- **PROBLEM TO SOLVE**
In the records below, find the line with "Target: white wispy cloud" and the line with "Put a point on every instance of the small". Print both exactly, along with every line between them, and no other line.

- **SUPPLIED RECORDS**
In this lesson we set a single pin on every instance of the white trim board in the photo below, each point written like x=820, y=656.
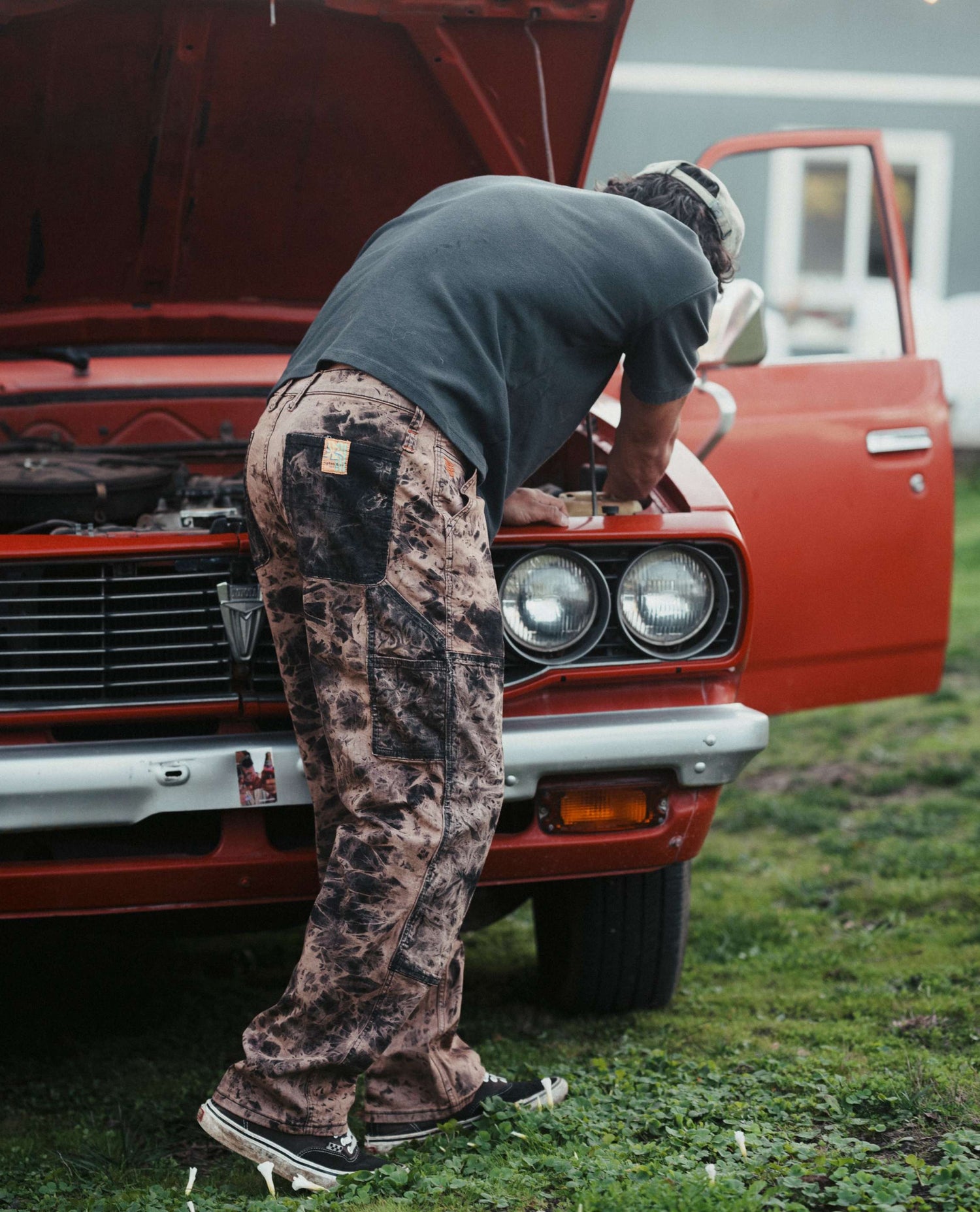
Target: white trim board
x=713, y=80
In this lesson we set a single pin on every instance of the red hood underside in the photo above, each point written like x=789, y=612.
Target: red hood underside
x=171, y=161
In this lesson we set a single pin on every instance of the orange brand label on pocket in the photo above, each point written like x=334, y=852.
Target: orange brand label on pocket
x=336, y=453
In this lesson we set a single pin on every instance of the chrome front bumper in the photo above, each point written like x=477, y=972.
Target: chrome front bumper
x=123, y=782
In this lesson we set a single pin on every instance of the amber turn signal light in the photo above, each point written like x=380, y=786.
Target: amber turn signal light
x=601, y=809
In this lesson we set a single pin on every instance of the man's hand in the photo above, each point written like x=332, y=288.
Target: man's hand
x=527, y=506
x=644, y=446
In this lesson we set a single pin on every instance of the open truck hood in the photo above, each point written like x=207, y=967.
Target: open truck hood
x=184, y=170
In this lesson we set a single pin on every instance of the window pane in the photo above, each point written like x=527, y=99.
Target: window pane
x=905, y=193
x=824, y=216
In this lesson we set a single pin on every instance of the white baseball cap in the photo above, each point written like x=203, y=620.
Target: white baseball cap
x=721, y=205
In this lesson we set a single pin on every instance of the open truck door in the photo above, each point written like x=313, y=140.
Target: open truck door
x=838, y=463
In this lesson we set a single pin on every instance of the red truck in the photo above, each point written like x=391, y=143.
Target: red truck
x=184, y=181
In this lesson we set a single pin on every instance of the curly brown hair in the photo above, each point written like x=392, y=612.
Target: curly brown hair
x=672, y=197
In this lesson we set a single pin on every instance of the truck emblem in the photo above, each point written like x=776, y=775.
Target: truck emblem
x=242, y=615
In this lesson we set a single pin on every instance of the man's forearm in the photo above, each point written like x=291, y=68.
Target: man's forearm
x=644, y=446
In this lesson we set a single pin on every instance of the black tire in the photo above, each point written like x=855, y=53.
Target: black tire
x=613, y=943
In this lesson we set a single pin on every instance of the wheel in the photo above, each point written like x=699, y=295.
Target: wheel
x=613, y=943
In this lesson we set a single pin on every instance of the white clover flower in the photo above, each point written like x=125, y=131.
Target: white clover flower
x=265, y=1170
x=302, y=1185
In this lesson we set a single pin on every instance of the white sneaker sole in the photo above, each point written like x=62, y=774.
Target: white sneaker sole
x=239, y=1139
x=555, y=1091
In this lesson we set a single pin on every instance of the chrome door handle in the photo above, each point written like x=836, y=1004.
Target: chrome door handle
x=896, y=442
x=727, y=410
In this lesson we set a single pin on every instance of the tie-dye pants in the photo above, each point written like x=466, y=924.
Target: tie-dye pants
x=372, y=553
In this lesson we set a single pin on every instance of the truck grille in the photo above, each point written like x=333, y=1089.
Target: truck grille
x=114, y=632
x=149, y=629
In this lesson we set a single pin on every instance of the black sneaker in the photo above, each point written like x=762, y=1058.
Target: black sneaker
x=320, y=1160
x=532, y=1096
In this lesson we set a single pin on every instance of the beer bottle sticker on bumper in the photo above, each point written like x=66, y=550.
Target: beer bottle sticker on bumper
x=336, y=453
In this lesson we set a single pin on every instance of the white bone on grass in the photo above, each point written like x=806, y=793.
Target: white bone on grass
x=265, y=1170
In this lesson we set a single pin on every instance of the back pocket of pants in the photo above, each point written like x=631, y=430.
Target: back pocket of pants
x=342, y=518
x=408, y=708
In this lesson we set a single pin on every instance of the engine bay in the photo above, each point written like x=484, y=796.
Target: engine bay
x=84, y=491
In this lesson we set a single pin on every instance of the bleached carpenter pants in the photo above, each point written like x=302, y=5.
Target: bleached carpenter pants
x=372, y=553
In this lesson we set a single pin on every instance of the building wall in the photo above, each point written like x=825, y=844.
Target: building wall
x=928, y=50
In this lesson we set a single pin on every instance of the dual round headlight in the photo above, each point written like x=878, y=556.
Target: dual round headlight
x=672, y=602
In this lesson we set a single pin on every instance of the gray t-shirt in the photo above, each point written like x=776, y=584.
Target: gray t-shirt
x=500, y=306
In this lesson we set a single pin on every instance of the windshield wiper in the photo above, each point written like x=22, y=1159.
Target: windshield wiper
x=76, y=358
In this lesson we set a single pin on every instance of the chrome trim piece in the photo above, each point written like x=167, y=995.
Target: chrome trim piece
x=116, y=783
x=727, y=411
x=896, y=442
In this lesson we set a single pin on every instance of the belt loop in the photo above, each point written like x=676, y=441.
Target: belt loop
x=411, y=436
x=275, y=399
x=295, y=404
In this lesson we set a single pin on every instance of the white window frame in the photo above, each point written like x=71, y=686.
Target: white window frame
x=930, y=152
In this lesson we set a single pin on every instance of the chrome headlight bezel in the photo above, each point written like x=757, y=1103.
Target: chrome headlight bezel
x=706, y=633
x=578, y=647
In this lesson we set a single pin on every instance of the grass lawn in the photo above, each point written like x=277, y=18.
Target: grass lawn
x=830, y=1010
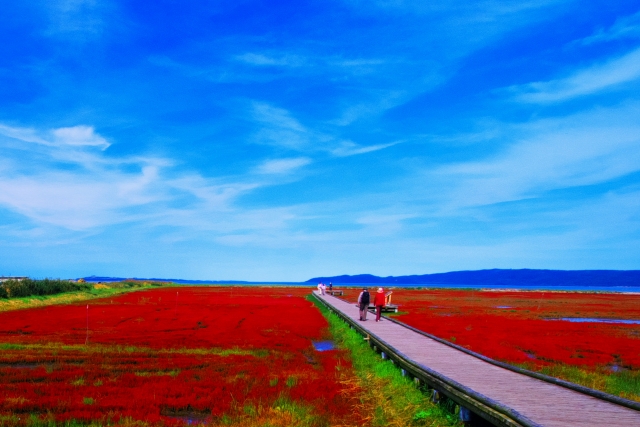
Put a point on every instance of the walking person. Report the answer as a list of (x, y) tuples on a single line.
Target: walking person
[(322, 288), (363, 303), (378, 301)]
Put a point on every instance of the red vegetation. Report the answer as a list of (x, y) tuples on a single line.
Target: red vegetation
[(522, 330), (216, 350)]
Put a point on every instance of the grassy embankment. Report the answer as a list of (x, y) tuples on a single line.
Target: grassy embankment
[(390, 398), (625, 383), (87, 293)]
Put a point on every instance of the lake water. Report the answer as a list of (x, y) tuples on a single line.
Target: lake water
[(408, 286)]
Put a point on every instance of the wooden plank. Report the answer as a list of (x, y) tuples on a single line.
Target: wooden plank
[(543, 403)]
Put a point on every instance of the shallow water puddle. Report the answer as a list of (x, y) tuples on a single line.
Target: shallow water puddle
[(324, 345)]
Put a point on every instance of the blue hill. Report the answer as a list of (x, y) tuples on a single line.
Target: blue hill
[(499, 277)]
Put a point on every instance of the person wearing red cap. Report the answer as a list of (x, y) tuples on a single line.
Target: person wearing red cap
[(378, 301)]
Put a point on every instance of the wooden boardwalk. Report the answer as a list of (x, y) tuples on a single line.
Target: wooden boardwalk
[(532, 401)]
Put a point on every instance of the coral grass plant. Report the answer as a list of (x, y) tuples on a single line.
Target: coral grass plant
[(523, 328), (89, 291), (169, 356), (379, 389)]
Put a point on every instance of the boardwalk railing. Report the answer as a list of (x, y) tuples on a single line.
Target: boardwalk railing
[(491, 410)]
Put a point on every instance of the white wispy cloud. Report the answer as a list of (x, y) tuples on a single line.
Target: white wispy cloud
[(77, 19), (583, 149), (349, 148), (279, 127), (263, 59), (63, 177), (72, 136), (282, 166), (596, 78), (624, 28)]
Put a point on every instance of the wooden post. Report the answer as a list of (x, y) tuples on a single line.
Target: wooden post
[(464, 415)]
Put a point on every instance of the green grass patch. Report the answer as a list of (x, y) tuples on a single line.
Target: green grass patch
[(393, 399), (625, 383)]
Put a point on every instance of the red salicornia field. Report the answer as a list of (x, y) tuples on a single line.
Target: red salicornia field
[(527, 328), (171, 355)]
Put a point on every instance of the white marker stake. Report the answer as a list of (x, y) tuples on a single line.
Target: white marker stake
[(86, 341)]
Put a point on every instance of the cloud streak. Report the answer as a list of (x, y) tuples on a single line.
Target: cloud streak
[(579, 150), (587, 81)]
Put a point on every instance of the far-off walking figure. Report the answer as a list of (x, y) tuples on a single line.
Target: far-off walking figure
[(363, 303)]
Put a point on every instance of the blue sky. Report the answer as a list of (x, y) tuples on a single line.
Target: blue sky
[(284, 140)]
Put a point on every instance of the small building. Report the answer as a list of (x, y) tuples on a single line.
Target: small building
[(18, 278)]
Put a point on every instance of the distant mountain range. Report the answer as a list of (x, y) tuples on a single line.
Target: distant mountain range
[(499, 277)]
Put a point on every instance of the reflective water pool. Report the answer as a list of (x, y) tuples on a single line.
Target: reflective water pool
[(598, 320), (324, 345)]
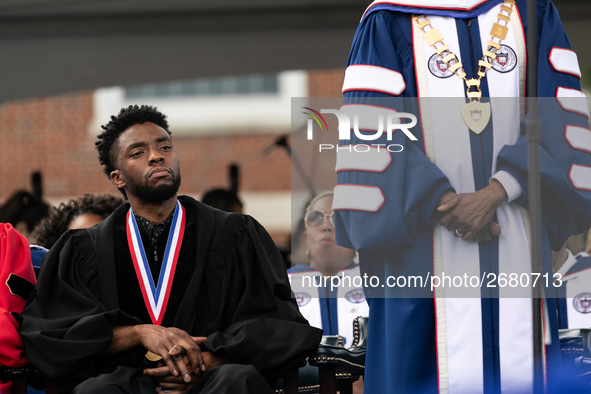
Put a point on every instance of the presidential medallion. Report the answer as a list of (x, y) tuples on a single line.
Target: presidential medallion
[(506, 59), (582, 303), (438, 67), (476, 115)]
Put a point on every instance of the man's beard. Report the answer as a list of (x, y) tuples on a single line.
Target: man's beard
[(156, 194)]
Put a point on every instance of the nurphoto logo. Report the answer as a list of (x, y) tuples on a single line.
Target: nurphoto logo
[(386, 123)]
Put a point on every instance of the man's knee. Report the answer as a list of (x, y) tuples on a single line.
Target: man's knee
[(123, 380), (238, 372)]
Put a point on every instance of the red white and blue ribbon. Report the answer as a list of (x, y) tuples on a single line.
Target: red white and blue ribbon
[(156, 297)]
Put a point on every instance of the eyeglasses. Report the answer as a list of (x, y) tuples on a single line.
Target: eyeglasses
[(315, 219)]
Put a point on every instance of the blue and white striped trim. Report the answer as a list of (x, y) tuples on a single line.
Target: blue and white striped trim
[(373, 78), (580, 177), (572, 100), (565, 61), (578, 138), (371, 159), (357, 198)]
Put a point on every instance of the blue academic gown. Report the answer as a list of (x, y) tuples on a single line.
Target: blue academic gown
[(433, 342)]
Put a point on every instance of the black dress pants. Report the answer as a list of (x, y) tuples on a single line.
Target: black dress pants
[(228, 378)]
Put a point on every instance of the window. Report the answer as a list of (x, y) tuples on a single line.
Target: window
[(256, 84)]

- **WRITTEN ANSWER**
Target: white wispy cloud
[(77, 19), (583, 149), (349, 148), (279, 127), (263, 59), (63, 177), (72, 136), (282, 166), (596, 78), (624, 28)]
Put a point on every instance of the wooden post. Report the answer as a list of (x, y) tuples on a single line.
Target: wooden post
[(464, 415)]
Put a point on every instance of the green grass patch. Report the answer as a list of (x, y) tuples on a single line.
Target: green grass patch
[(393, 399), (625, 383)]
Put a point on every instance of the red salicornia field. Report the answer as a list of (x, y) tuples on a single line.
Target: red salicornia field
[(527, 328), (171, 355)]
Put a point on every instance of the white marker stake. Report the answer as a list of (x, y) tuples on a single line.
Target: white marker stake
[(86, 341)]
Put a point on every instance of the cloud streak. Report the answer as a list of (x, y) tuples on a single line.
Target: cloud streak
[(579, 150), (587, 81)]
Put a point on every instance of the far-off walking figure. Report the answer as a list of (x, y) tuples on a single line.
Target: far-off walking figure
[(363, 303)]
Put a point on every instance of the blue sky. Report the answer as a list of (x, y) tuples on a single line.
Target: blue sky
[(284, 140)]
Put a point on every instance of the small building. Report the answer as a list of (x, y) tuples on a single line.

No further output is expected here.